Continue the profile of the striped red mullet from the point where it ends.

| EXCERPT TO READ |
BEGIN

Striped Red Mullet – Mullus surmuletus


The Striped Red Mullet, also known as Surmullet, Woodcock Of The Sea, Mallette or Goatfish, is a species in the family of Syngnathidae and thus belongs to the superclass of the bony fish

Striped Red Mullet - Mullus surmuletus Osteichthyes bony fish diving canary islands species atlantic ocean
Striped Red Mullet – Mullus surmuletus

Description

Mullus surmuletus has an elongated body. The colouration is sand-coloured, while the pattern can be variable. Sometimes it is red, yellow or brownish. On the sides the Striped Red Mullet has red or brown horizontal stripes. Under its mouth it has two barbels, with whom it is looking for food in the sand.

Mullus surmuletus reaches a maximum length of 40cm, whereby females are usually slightly larger than males.

Habitat and Distribution

The Striped Red Mullet can be found on sandy or muddy ground, down to a depth of 60m, in the Ionian Sea even down to 400m.

When diving in the Canaries you can observe it very often.

In addition, Mullus surmuletus is spread from Norway, via the British Isles, the North Sea, along the European and African coast, all the way to Senegal. This includes Madeira and the Canary Islands. There are also Striped Red Mullets in the Mediterranean Sea and the Black Sea.

END

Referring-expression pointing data

BEGIN

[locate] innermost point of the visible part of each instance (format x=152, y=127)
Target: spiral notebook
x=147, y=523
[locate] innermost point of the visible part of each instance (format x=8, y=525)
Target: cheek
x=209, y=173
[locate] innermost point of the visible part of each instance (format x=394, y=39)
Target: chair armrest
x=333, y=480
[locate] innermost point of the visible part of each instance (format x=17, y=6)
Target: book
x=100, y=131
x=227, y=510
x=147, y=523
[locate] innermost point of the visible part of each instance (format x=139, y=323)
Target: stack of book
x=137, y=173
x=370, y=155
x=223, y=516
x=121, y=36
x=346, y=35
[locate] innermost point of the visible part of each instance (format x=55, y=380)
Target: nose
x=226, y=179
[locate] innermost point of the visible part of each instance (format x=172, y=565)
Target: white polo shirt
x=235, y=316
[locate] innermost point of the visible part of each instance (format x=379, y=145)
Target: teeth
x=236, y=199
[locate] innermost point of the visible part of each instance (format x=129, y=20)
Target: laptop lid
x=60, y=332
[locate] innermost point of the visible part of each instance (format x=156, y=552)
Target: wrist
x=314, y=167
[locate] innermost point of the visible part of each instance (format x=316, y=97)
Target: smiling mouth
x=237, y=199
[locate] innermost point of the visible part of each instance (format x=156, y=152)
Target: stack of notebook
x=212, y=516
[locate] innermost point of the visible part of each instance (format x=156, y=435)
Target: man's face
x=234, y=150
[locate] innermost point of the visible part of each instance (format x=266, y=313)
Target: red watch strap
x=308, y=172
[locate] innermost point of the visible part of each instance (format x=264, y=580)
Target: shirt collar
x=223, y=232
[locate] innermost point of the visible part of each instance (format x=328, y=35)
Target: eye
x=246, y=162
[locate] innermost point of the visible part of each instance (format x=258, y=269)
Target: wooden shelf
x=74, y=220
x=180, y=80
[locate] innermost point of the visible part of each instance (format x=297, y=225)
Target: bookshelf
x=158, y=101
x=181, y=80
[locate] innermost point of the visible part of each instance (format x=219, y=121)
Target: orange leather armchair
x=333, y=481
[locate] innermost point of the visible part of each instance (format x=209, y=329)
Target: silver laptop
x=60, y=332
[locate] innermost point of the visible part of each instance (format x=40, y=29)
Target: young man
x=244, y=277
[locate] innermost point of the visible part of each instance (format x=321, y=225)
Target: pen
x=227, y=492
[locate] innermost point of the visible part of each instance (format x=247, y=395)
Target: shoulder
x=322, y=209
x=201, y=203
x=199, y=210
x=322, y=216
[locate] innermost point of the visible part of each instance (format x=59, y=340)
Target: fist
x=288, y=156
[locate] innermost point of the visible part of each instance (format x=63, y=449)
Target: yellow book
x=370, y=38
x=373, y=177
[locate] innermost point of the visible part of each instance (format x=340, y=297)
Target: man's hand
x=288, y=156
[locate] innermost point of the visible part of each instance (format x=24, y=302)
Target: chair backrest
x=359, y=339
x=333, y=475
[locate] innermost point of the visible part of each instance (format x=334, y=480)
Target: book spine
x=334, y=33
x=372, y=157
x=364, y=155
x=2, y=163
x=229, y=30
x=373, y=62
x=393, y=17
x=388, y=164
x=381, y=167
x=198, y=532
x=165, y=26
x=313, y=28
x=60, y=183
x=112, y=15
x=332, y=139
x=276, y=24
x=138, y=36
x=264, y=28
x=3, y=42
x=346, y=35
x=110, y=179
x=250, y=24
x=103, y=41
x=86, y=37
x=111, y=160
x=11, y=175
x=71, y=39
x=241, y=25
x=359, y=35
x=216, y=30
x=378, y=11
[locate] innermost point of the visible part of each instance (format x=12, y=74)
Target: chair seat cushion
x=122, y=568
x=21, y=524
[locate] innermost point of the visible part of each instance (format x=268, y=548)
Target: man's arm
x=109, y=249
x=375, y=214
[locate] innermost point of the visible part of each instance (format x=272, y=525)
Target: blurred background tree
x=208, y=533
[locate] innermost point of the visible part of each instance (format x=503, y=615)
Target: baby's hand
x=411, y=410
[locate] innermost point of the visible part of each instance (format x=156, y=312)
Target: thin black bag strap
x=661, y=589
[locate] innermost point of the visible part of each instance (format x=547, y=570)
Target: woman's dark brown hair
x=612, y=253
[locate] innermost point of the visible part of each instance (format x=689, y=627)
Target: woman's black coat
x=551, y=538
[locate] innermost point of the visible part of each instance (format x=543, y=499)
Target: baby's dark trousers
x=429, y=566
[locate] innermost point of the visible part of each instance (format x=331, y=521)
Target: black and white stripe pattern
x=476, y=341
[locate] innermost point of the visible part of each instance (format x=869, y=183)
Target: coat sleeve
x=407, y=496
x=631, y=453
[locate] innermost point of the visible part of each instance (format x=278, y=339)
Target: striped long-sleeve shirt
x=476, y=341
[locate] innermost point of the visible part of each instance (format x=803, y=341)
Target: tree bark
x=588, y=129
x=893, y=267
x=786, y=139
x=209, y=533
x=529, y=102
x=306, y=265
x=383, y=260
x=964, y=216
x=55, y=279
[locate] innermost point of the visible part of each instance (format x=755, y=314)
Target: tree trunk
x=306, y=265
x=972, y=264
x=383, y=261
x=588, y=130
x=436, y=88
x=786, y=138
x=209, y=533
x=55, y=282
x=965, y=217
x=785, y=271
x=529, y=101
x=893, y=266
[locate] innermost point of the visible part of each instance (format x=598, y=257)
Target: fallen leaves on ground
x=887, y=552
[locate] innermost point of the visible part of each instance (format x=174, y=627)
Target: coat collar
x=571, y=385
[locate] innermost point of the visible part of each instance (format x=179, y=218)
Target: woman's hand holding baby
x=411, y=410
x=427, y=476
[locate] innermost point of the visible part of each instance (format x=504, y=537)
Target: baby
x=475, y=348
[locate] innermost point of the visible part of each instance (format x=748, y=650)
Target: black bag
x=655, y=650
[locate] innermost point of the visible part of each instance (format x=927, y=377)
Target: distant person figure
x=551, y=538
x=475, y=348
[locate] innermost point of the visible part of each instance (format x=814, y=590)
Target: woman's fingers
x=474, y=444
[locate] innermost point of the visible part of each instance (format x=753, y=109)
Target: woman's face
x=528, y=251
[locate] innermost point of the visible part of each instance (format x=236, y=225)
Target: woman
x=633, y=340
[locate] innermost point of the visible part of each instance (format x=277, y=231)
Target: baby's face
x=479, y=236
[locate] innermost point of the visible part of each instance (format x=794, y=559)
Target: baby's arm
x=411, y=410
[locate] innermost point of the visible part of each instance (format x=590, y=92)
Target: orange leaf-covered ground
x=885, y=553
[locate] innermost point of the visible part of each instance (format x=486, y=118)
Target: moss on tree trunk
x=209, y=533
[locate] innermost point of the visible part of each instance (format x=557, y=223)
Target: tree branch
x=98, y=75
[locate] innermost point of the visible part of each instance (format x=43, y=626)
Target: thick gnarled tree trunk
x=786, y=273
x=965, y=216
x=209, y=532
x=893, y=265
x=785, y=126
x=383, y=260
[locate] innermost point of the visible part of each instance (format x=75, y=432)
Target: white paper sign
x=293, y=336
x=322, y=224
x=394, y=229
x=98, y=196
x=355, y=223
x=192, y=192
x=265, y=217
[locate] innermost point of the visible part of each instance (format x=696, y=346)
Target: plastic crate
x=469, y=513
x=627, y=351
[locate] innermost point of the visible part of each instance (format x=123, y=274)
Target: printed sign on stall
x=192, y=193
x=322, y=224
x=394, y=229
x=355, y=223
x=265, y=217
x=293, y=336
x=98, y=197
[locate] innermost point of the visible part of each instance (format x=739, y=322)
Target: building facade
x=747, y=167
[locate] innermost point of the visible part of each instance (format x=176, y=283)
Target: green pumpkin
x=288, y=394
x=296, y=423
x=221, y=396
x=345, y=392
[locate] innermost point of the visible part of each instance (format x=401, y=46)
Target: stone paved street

END

| REPLY TO THE TASK |
Biology

Mullus surmuletus lives benthic and searches the ground for edible with its barbels, which are equipped with fine touch and taste cells. Their diet consists of crustaceans, worms, molluscs and small fish. When looking for food it is often accompanied by wrasses or seabreams, which eat the flushed creatures.

Young Striped Red Mullets live in larger groups, while adult animals are grouped together in smaller groups.

Reproduction

The propagation time of the Striped Red Mullet is from April to July. Populations that live further south in the Atlantic are moving to the English Channel for spawning. The eggs and the larvae, which hatch after about three days, live pelagic and are often driven away by the current. With a size of 3cm Mullus surmuletus starts its benthic life and at the age of three they reach their sexual maturity.